The Six Romances on Verses by English Poets is another deeply personal work. It was composed in 1942 and published the following year, when the wartime censors were too busy to attend to such minor nuisances as song cycles. In 1948, with a resurgence of anti-formalist campaigning, the work was banned, although this was rescinded in 1949. Although the songs are ostensibly just settings of classic verses in new translations, each one is dedicated to an intimate friend of Shostakovich, and given the composer’s known habits, we can expect various messages both in the choice of text for each dedicatee, and also in the details of the music. Sir Walter Raleigh’s poem, for example, was a warning to the poet’s son, telling him that he was too much of a “wag” for his own good, and that his behaviour might in the end lead him to the gallows. The dedicatee Levon Atovmyan, an important figure in music administration, had already been arrested in the late 1930s but manage to escape the worst. Moreover, Atovmyan’s memoirs very much point to the description “wag” being very appropriate. The key of “his” song (A, or La) is likely to refer to his initials.

Sir Walter Raleigh to His Sonne


“Three things there be that prosper up apace

And flourish, whilst they grow asunder far,

But on a day, they meet all in one place,

And when they meet, they one another mar;

And they be these: the wood, the weed, the wag.

The wood is that which makes the gallow tree;

The weed is that which strings the hangman's bag;

The wag, my pretty knave, betokeneth thee.

Mark well, dear boy, whilst these assemble not,

Green springs the tree, hemp grows, the wag is wild,

But when they meet, it makes the timber rot,

It frets the halter, and it chokes the child.

Then bless thee, and beware, and let us pray

We part not with thee at this meeting day.”

+ + + +

**What to do:**
1. Please answer these questions about the text on Shostakovich's Six Romances:
(a) In what year was the work composed?
(b) Who is the dedicatee of the song that sets Sir Walter Raleigh's poem?
(c) According to the poem, what does the weed do?
2. Switch "asunder" to "apart" in the text on Shostakovich's Six Romances and give that part of it again, starting at "And flourish, whilst" and ending at "weed, the wag.".
Nothing in the records is needed here.

+ + + +

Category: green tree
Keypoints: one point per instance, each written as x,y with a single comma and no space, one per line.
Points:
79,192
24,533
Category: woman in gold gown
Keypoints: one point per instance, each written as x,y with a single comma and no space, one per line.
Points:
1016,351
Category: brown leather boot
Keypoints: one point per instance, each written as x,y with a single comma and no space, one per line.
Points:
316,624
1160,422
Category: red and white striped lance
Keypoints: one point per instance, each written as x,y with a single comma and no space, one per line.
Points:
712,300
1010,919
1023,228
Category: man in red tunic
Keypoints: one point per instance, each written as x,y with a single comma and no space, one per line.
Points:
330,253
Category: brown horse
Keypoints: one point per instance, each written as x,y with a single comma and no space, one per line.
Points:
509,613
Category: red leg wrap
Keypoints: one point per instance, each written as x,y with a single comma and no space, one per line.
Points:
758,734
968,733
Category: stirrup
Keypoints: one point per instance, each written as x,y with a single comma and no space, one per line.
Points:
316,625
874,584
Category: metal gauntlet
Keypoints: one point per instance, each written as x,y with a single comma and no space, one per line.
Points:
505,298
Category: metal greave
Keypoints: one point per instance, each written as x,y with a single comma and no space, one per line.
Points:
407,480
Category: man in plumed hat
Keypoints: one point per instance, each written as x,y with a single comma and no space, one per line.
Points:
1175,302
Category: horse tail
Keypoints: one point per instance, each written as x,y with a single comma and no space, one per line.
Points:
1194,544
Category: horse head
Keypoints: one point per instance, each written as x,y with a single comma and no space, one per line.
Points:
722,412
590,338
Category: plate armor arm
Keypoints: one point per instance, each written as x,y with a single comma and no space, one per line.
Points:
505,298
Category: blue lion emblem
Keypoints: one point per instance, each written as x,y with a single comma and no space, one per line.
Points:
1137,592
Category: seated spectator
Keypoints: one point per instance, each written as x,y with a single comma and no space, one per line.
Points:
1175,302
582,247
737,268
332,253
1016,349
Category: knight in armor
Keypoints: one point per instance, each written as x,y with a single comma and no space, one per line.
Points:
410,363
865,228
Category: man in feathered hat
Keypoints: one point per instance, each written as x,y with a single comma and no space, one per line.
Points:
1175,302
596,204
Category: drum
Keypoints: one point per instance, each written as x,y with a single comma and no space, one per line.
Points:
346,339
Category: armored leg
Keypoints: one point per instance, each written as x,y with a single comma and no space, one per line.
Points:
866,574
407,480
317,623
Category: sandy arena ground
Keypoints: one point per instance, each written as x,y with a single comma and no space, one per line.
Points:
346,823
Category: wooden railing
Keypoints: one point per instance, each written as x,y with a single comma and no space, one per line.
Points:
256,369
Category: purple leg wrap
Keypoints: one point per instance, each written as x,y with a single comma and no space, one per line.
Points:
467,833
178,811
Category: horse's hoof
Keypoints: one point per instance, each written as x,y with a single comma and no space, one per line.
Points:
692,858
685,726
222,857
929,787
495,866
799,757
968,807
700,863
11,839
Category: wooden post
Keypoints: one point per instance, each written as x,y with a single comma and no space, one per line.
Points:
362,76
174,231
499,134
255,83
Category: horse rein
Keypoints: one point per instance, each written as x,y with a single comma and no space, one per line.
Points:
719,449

+ + + +

**Expected outputs:**
1.
(a) 1942
(b) Levon Atovmyan
(c) It strings the hangman's bag.

2.
And flourish, whilst they grow apart far,

But on a day, they meet all in one place,

And when they meet, they one another mar;

And they be these: the wood, the weed, the wag.